[Documento]
'''

Tali attività vengono svolte a fronte di uno specifico “corrispettivo”, puntualmente indicato dall’art. 7 della Convenzione. La clausola convenzionale prevede, in particolare, il riconoscimento al Concessionario del diritto alla percezione dei “proventi derivanti dallo sfruttamento economico dei servizi oggetto della presente Convenzione” ed in concreto derivanti dalla (i) vendita di biglietti di ingresso al circuito museale; (ii) bookshop e audioguide; (iii) visite guidate; (iv) servizi didattici per scuole; (v) noleggio sale a privati.
Con particolare riguardo alla vendita di biglietti d’ingresso al circuito, il Concessionario è tenuto ad osservare apposite tariffe individuate nell’ambito della Convenzione ed approvate d’intesa con il Comune che non possono essere modificate in assenza di apposita autorizzazione.
Il medesimo articolo specifica che, per “garantire la congruità economica rispetto agli investimenti complessivi realizzati, così come evidenziato nel piano economico asseverato”, è dovuto al Concessionario un importo pari al “canone annuo di Euro (…) , al netto di IVA da corrispondere in quattro rate trimestrali posticipate di Euro (…) ciascuna, come da offerta economica presentata dal Concessionario in sede di gara e come da Allegato Piano economico finanziario asseverato”.

'''

[Compito da svolgere]
Riscrivi come elenco il paragrafo del documento qui sopra che comincia con «Tali attività vengono svolte», conservandone i fatti principali.

[Sezione dei dati]
'''

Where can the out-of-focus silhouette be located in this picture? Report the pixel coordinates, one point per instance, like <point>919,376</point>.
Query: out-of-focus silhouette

'''

[La soluzione]
- Le attività sono svolte a fronte di uno specifico corrispettivo, indicato dall'art. 7 della Convenzione.
- La clausola riconosce al Concessionario il diritto ai proventi derivanti dallo sfruttamento economico dei servizi oggetto della Convenzione, cioè da:
  - vendita di biglietti di ingresso al circuito museale;
  - bookshop e audioguide;
  - visite guidate;
  - servizi didattici per scuole;
  - noleggio sale a privati.